Andy Warhol, ‘Jacqueline Kennedy I (Jackie I)’, 1966, Bertolami Auctions

Unique Print
Stamp on the back: 'Authorized by Andy Warhol Foundation for the Visual Arts' and' The Estate of Andy Warhol 'N. UP 23,715 (Reference Catalogue Raisonne' Feldman & Shellmann 1962-1987 N.II.13)
The screen printing is part of the '11 Pop Artists' portfolio which contains works by: Allan D'Arcangelo, Jim Dine, Allen Jones, Gerald Laing, Roy Lichtenstein, Tom Phillips, Mel Ramos, James Rosenquist, John Wesley, Tom Wesselmann and Andy Warhol.

Warhol bases the serigraph on a ‘Life' press image of the assassination of President John F. Kennedy on the 6th December 1963. He chooses a symbolic picture of Jacqueline Kennedy, just before she was widowed. He cut the image around the face and created an abstract representation by eliminating any element surrounding the scene and by painting the surface with metallic ink, making it perfectly flat.

* * * * * * * * *

Exercise task 1:
In the auction description, what kind of ink did Warhol paint the surface with?
Exercise task 2:
Rewrite the auction description starting at "The screen printing" and ending at "and Andy Warhol.", putting "collection" in place of "portfolio".

* * * * * * * * *

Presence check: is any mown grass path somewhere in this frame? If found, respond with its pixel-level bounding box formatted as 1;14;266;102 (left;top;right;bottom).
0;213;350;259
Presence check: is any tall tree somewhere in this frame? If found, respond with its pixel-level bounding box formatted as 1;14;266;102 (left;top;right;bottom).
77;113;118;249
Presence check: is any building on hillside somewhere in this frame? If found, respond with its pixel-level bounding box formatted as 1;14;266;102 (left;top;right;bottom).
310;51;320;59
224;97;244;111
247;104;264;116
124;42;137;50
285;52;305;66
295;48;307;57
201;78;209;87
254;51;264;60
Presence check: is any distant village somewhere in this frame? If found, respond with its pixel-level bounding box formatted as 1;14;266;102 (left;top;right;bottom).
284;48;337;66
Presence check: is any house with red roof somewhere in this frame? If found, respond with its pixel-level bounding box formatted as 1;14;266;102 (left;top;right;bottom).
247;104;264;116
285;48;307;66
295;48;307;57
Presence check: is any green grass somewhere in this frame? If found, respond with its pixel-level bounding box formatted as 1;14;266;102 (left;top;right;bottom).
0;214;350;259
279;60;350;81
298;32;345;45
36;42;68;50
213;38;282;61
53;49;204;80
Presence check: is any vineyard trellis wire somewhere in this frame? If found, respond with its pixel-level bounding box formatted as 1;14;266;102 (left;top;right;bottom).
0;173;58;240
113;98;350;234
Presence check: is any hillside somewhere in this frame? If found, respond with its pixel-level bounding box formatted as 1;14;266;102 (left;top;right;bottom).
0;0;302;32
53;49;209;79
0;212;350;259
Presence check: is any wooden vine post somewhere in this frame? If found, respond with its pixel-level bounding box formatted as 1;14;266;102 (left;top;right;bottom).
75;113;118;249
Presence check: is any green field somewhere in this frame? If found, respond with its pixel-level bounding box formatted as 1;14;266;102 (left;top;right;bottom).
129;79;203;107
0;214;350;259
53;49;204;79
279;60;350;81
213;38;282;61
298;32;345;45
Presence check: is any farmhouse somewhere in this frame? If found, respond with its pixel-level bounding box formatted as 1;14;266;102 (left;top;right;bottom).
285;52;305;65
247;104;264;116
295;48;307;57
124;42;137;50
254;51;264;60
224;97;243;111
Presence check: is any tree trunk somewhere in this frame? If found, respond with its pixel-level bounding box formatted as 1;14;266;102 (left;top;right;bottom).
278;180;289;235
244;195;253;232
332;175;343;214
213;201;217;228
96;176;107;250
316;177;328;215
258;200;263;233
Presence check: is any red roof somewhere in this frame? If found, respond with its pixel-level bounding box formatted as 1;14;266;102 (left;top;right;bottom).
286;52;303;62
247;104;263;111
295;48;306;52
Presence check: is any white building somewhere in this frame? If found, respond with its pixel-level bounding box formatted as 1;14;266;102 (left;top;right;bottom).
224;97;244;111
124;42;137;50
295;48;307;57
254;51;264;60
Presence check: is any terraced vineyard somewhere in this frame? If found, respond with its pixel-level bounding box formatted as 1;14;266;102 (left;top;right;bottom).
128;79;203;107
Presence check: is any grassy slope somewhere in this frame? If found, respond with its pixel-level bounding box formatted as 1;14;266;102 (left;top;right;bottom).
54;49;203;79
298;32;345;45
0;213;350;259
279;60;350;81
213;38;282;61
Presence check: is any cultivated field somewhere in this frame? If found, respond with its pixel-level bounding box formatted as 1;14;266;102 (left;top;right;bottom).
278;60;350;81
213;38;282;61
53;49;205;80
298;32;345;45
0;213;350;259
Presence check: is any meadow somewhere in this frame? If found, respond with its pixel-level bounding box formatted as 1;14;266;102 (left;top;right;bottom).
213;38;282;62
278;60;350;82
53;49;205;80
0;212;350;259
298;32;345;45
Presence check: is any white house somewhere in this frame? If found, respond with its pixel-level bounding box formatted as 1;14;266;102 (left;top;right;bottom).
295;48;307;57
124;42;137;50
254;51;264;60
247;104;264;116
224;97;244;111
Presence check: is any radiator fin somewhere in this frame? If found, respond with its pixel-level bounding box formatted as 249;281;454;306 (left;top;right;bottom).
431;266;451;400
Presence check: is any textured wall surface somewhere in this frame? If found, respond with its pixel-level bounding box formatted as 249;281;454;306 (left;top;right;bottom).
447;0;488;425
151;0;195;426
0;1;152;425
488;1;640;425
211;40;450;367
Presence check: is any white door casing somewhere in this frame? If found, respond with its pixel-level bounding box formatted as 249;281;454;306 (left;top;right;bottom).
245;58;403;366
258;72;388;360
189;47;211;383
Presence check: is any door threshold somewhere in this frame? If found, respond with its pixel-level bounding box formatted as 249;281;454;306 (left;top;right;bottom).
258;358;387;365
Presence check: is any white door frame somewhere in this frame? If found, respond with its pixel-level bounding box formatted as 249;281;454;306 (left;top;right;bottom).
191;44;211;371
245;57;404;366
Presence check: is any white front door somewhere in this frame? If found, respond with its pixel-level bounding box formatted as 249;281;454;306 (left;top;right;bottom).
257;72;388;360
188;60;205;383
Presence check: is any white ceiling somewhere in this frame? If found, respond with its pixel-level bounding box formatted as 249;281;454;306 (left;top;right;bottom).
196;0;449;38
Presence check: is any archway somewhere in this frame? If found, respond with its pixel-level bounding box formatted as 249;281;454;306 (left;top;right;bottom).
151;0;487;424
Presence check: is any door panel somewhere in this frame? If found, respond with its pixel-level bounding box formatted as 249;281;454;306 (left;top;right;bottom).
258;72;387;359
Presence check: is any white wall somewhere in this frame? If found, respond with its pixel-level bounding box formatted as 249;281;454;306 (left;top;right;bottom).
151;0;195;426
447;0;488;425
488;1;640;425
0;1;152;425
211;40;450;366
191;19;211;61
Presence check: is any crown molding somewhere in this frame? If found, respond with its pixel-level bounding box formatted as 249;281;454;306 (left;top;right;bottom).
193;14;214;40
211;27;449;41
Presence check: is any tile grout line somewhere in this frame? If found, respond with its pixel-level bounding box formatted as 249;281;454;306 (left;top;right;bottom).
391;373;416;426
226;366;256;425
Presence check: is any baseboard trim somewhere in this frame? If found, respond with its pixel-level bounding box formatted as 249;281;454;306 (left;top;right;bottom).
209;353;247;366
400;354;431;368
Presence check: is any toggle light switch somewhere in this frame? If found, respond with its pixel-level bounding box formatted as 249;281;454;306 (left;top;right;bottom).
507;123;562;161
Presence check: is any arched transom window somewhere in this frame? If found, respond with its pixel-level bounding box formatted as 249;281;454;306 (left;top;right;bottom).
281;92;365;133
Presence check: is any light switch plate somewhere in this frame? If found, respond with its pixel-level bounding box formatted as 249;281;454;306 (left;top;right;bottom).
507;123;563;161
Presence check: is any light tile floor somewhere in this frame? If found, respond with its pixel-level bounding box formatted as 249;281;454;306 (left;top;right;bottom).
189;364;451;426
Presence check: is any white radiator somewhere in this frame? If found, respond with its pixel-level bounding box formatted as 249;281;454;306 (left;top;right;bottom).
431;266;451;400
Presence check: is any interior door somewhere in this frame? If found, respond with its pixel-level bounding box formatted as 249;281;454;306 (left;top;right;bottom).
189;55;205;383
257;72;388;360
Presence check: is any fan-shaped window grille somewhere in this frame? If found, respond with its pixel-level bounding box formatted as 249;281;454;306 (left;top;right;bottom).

* * * * * * * * *

Correct answer 1:
Metallic ink.

Correct answer 2:
The screen printing is part of the '11 Pop Artists' collection which contains works by: Allan D'Arcangelo, Jim Dine, Allen Jones, Gerald Laing, Roy Lichtenstein, Tom Phillips, Mel Ramos, James Rosenquist, John Wesley, Tom Wesselmann and Andy Warhol.